■ RECORD EXCERPTS
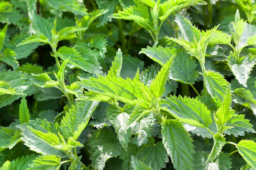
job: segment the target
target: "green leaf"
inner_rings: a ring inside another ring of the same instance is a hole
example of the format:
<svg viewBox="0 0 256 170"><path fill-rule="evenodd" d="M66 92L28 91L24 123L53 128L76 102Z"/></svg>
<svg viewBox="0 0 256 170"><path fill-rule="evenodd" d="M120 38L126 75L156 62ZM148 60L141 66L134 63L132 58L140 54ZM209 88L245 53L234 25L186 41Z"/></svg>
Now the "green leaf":
<svg viewBox="0 0 256 170"><path fill-rule="evenodd" d="M231 36L221 31L217 30L211 37L210 43L213 44L229 45L231 43Z"/></svg>
<svg viewBox="0 0 256 170"><path fill-rule="evenodd" d="M171 95L162 100L160 106L181 121L201 128L211 124L210 111L197 99Z"/></svg>
<svg viewBox="0 0 256 170"><path fill-rule="evenodd" d="M193 170L193 140L182 124L177 120L165 119L162 123L163 143L177 170ZM191 169L192 168L192 169Z"/></svg>
<svg viewBox="0 0 256 170"><path fill-rule="evenodd" d="M236 137L238 135L245 136L245 132L256 133L249 121L249 120L245 119L245 115L235 115L226 124L226 126L233 128L226 130L225 133L229 135L233 134Z"/></svg>
<svg viewBox="0 0 256 170"><path fill-rule="evenodd" d="M51 22L46 19L35 15L33 16L32 23L37 36L44 36L49 42L52 41L52 35L51 31L53 26Z"/></svg>
<svg viewBox="0 0 256 170"><path fill-rule="evenodd" d="M92 165L97 170L103 170L108 159L120 155L122 147L114 132L106 129L94 130L89 141Z"/></svg>
<svg viewBox="0 0 256 170"><path fill-rule="evenodd" d="M29 165L27 170L58 170L61 164L61 158L56 155L40 156Z"/></svg>
<svg viewBox="0 0 256 170"><path fill-rule="evenodd" d="M80 156L79 157L77 157L76 159L71 163L70 166L68 168L68 170L82 170L83 168L82 168L82 163L80 161L82 158L82 156Z"/></svg>
<svg viewBox="0 0 256 170"><path fill-rule="evenodd" d="M256 143L249 140L242 140L236 145L242 157L252 168L256 168Z"/></svg>
<svg viewBox="0 0 256 170"><path fill-rule="evenodd" d="M121 50L119 49L116 57L115 57L114 62L112 62L112 66L110 67L110 70L108 72L108 75L110 77L115 77L119 78L120 76L123 60L122 54Z"/></svg>
<svg viewBox="0 0 256 170"><path fill-rule="evenodd" d="M153 170L153 169L146 165L144 163L132 156L131 166L134 170Z"/></svg>
<svg viewBox="0 0 256 170"><path fill-rule="evenodd" d="M212 162L220 155L222 148L226 144L226 139L224 136L219 133L216 133L213 136L213 146L206 161L206 163L207 163L210 161Z"/></svg>
<svg viewBox="0 0 256 170"><path fill-rule="evenodd" d="M63 46L58 50L57 55L63 60L70 57L69 62L83 71L90 73L98 73L98 69L90 63L88 59L80 55L74 48Z"/></svg>
<svg viewBox="0 0 256 170"><path fill-rule="evenodd" d="M1 2L0 2L1 3ZM6 35L6 32L7 32L7 28L8 25L6 24L4 25L4 28L0 30L0 51L2 50L3 46L4 45L4 41L5 39L5 36Z"/></svg>
<svg viewBox="0 0 256 170"><path fill-rule="evenodd" d="M30 115L29 112L29 109L27 108L27 100L25 97L23 97L20 101L20 104L19 117L20 121L21 124L24 123L27 123L30 119Z"/></svg>
<svg viewBox="0 0 256 170"><path fill-rule="evenodd" d="M0 72L0 79L10 84L10 87L15 89L19 93L31 95L36 92L35 86L30 80L31 77L21 71L11 71L10 70ZM21 97L21 95L5 94L0 97L0 108L9 104Z"/></svg>
<svg viewBox="0 0 256 170"><path fill-rule="evenodd" d="M151 94L155 97L161 97L164 94L165 89L165 84L167 81L170 73L170 70L172 64L172 59L167 62L163 65L160 71L158 72L155 78L150 84L149 89Z"/></svg>
<svg viewBox="0 0 256 170"><path fill-rule="evenodd" d="M164 49L159 46L157 47L154 46L153 47L147 46L146 49L142 49L139 54L143 53L151 59L154 61L160 64L162 66L166 64L170 60L173 54L169 48Z"/></svg>
<svg viewBox="0 0 256 170"><path fill-rule="evenodd" d="M187 84L193 84L198 74L195 61L183 49L177 50L174 55L169 78Z"/></svg>
<svg viewBox="0 0 256 170"><path fill-rule="evenodd" d="M98 104L98 102L81 101L76 101L75 106L72 106L63 118L59 128L66 139L78 138Z"/></svg>
<svg viewBox="0 0 256 170"><path fill-rule="evenodd" d="M247 80L249 78L252 68L256 64L255 56L250 55L240 57L239 60L236 61L234 54L231 53L228 57L227 61L236 79L240 84L247 87Z"/></svg>
<svg viewBox="0 0 256 170"><path fill-rule="evenodd" d="M100 21L97 25L97 27L103 26L109 20L109 16L113 14L115 7L118 4L118 0L96 0L99 9L107 9L108 11L103 16L100 17ZM110 20L111 21L111 20Z"/></svg>
<svg viewBox="0 0 256 170"><path fill-rule="evenodd" d="M204 73L204 81L207 91L212 97L222 101L229 83L220 74L208 71Z"/></svg>
<svg viewBox="0 0 256 170"><path fill-rule="evenodd" d="M31 20L33 20L33 17L36 13L36 0L27 0L28 15Z"/></svg>
<svg viewBox="0 0 256 170"><path fill-rule="evenodd" d="M55 124L54 125L52 123L48 122L45 119L42 121L37 119L36 121L30 120L28 124L18 125L17 127L22 132L21 135L22 137L20 138L25 142L24 144L29 148L31 150L42 154L54 155L60 157L65 157L66 156L65 153L51 146L48 144L52 141L52 139L47 139L48 136L51 136L51 134L54 136L58 134L56 128L58 126L58 124ZM40 134L38 134L38 132L40 132ZM47 133L49 133L45 136L44 134ZM43 139L40 138L41 137ZM54 143L58 142L58 139L57 139L57 141L54 140L52 141ZM54 144L52 143L51 144ZM60 147L62 148L63 146L60 146Z"/></svg>

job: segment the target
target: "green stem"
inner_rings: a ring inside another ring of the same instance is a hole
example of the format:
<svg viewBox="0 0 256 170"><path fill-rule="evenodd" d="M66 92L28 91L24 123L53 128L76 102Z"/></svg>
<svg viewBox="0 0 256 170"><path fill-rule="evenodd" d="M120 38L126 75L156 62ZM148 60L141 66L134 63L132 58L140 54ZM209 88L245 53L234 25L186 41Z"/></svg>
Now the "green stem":
<svg viewBox="0 0 256 170"><path fill-rule="evenodd" d="M184 83L181 84L182 94L183 96L186 96L189 97L190 96L189 93L189 85Z"/></svg>
<svg viewBox="0 0 256 170"><path fill-rule="evenodd" d="M82 166L84 170L90 170L90 169L89 169L88 167L85 166L85 164L84 164L81 162L81 163L82 163Z"/></svg>
<svg viewBox="0 0 256 170"><path fill-rule="evenodd" d="M233 152L231 152L231 153L230 153L230 154L229 154L229 156L230 156L230 155L232 155L233 154L234 154L234 153L236 153L236 152L238 152L238 150L235 150L234 151L233 151Z"/></svg>
<svg viewBox="0 0 256 170"><path fill-rule="evenodd" d="M191 87L193 88L193 89L194 89L194 91L195 92L195 93L198 95L200 96L200 94L198 93L198 91L196 90L196 89L195 89L195 87L194 87L194 86L193 86L192 84L190 84L190 86L191 86Z"/></svg>
<svg viewBox="0 0 256 170"><path fill-rule="evenodd" d="M124 29L123 28L123 25L122 25L121 20L117 20L117 22L119 28L118 33L119 34L119 37L120 37L121 43L122 43L122 51L124 52L124 53L126 54L127 52L126 48L126 40L124 34Z"/></svg>

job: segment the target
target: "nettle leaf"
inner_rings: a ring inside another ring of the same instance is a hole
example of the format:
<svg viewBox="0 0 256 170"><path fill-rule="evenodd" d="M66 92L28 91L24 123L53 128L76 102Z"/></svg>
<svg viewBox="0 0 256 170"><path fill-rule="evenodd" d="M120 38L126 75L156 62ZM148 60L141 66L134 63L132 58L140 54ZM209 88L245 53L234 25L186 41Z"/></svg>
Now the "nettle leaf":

■ INSTRUCTIONS FOR THE TASK
In the listing, from its start through the line containing "95L162 100L160 106L181", change "green leaf" to "oak leaf" and leave everything else unchanged. Provide only that portion, and omit the pictures.

■ SOLUTION TO THIS PROBLEM
job: segment the target
target: "oak leaf"
inner_rings: a ring inside another ring of the same instance is a hole
example of the format:
<svg viewBox="0 0 256 170"><path fill-rule="evenodd" d="M66 92L28 91L24 123L53 128L76 102Z"/></svg>
<svg viewBox="0 0 256 170"><path fill-rule="evenodd" d="M120 38L126 75L156 62ZM148 60L141 66L134 63L132 58L140 54ZM209 88L245 53L234 25L186 41Z"/></svg>
Now the "oak leaf":
<svg viewBox="0 0 256 170"><path fill-rule="evenodd" d="M231 36L221 31L217 30L211 37L210 43L213 44L229 45L231 43Z"/></svg>
<svg viewBox="0 0 256 170"><path fill-rule="evenodd" d="M171 95L162 100L160 106L181 121L201 128L211 124L210 111L197 99Z"/></svg>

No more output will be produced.